Dataset items

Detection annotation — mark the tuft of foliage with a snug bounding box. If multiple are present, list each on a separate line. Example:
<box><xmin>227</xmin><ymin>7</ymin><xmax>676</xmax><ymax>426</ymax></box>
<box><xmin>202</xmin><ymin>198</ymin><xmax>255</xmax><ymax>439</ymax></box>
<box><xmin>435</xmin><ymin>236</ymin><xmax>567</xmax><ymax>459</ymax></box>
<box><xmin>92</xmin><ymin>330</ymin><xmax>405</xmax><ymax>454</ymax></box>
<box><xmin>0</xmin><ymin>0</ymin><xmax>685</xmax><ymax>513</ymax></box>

--

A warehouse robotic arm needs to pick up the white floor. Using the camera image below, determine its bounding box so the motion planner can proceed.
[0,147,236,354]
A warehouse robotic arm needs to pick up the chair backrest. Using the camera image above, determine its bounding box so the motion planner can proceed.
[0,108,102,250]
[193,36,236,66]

### Aim
Rescale the lines from the one containing "A warehouse robotic arm needs to pick up the chair" up to and including the one containing "[193,36,236,66]", giving them all again with the request included. Multiply every bounding box coordinate in the answers by 1.15, round each result to a whole number with halves going up, and leave all other numbers unchanged.

### Complete response
A warehouse robotic arm needs to pick up the chair backrest. Using the camera image above, determine its bounding box so the motion planner can proceed.
[0,124,117,288]
[222,41,271,76]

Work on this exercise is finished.